* Extracted data:
<<<<
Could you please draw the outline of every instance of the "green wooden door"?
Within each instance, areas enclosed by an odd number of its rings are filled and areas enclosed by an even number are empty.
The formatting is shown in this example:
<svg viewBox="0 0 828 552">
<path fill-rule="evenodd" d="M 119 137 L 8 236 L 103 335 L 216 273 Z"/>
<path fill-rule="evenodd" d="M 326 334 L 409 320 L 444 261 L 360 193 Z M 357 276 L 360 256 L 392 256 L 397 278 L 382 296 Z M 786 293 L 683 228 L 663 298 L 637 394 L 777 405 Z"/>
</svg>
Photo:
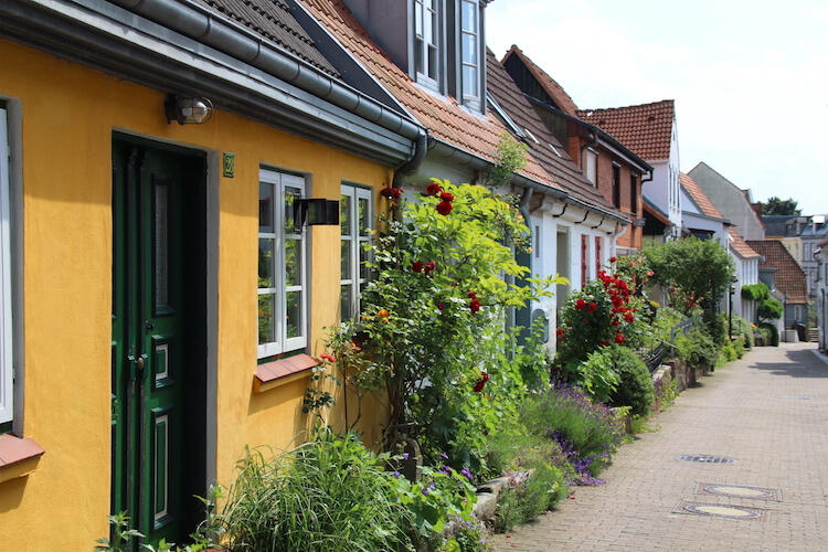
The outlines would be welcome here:
<svg viewBox="0 0 828 552">
<path fill-rule="evenodd" d="M 205 488 L 203 156 L 113 141 L 113 511 L 183 542 Z"/>
</svg>

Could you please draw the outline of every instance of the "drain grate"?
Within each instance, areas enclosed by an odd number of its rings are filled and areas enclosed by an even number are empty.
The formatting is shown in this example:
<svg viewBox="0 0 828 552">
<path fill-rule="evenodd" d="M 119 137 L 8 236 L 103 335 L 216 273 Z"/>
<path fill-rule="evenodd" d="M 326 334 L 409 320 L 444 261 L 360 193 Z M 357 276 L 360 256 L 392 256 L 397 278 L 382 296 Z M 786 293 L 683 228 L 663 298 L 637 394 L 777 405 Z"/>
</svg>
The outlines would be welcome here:
<svg viewBox="0 0 828 552">
<path fill-rule="evenodd" d="M 775 500 L 776 502 L 782 502 L 782 489 L 772 489 L 767 487 L 699 482 L 696 485 L 696 493 L 749 498 L 755 500 Z"/>
<path fill-rule="evenodd" d="M 726 456 L 713 456 L 711 454 L 682 454 L 679 456 L 679 460 L 684 461 L 700 461 L 702 464 L 733 464 L 739 461 L 735 458 L 728 458 Z"/>
<path fill-rule="evenodd" d="M 709 516 L 711 518 L 724 518 L 735 520 L 766 520 L 767 510 L 762 508 L 749 508 L 746 506 L 716 505 L 710 502 L 694 502 L 680 500 L 673 513 L 693 513 L 696 516 Z"/>
</svg>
>>>>
* Problem statement: How many lines of the data above contain the string "path"? Reply with the number alone.

* Written reply: 8